WORK TO COMPLETE ▸ Filter the listing below down to the lines with the word "body" and copy those.

DATA UNDER STUDY ▸
□ □ □
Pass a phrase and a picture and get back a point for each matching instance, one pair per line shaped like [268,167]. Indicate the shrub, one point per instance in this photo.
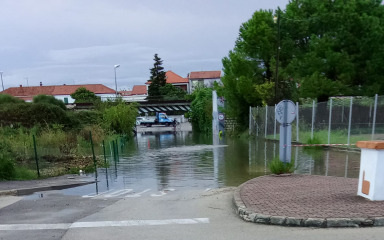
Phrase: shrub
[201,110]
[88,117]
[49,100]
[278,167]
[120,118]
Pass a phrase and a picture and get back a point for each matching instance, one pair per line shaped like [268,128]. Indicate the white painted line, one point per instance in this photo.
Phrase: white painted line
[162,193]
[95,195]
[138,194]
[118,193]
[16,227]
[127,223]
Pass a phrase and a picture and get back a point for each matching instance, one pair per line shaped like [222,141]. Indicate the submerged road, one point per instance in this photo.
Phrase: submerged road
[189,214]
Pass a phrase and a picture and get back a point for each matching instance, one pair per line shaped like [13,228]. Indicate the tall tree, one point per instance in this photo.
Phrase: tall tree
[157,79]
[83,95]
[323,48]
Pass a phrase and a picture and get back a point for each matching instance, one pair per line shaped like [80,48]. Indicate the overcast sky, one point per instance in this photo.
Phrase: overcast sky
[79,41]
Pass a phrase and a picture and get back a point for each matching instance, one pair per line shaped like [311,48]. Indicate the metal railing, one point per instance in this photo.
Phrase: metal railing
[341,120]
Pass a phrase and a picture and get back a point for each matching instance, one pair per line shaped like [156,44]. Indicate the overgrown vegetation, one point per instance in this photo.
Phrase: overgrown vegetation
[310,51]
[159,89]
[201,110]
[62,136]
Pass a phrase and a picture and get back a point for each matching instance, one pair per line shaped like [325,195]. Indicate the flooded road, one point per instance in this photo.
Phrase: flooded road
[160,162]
□ □ □
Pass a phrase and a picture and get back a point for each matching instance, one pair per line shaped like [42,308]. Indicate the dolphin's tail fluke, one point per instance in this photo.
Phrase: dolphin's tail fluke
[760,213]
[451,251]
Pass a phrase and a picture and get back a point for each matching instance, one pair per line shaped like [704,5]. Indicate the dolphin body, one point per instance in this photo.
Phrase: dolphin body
□ □ □
SOLUTION BELOW ▸
Pass a phrase and a picture and get back a point for each matching instance, one pair per line shaped like [704,5]. Indicate the dolphin body, one point per instance in this photo.
Phrase: dolphin body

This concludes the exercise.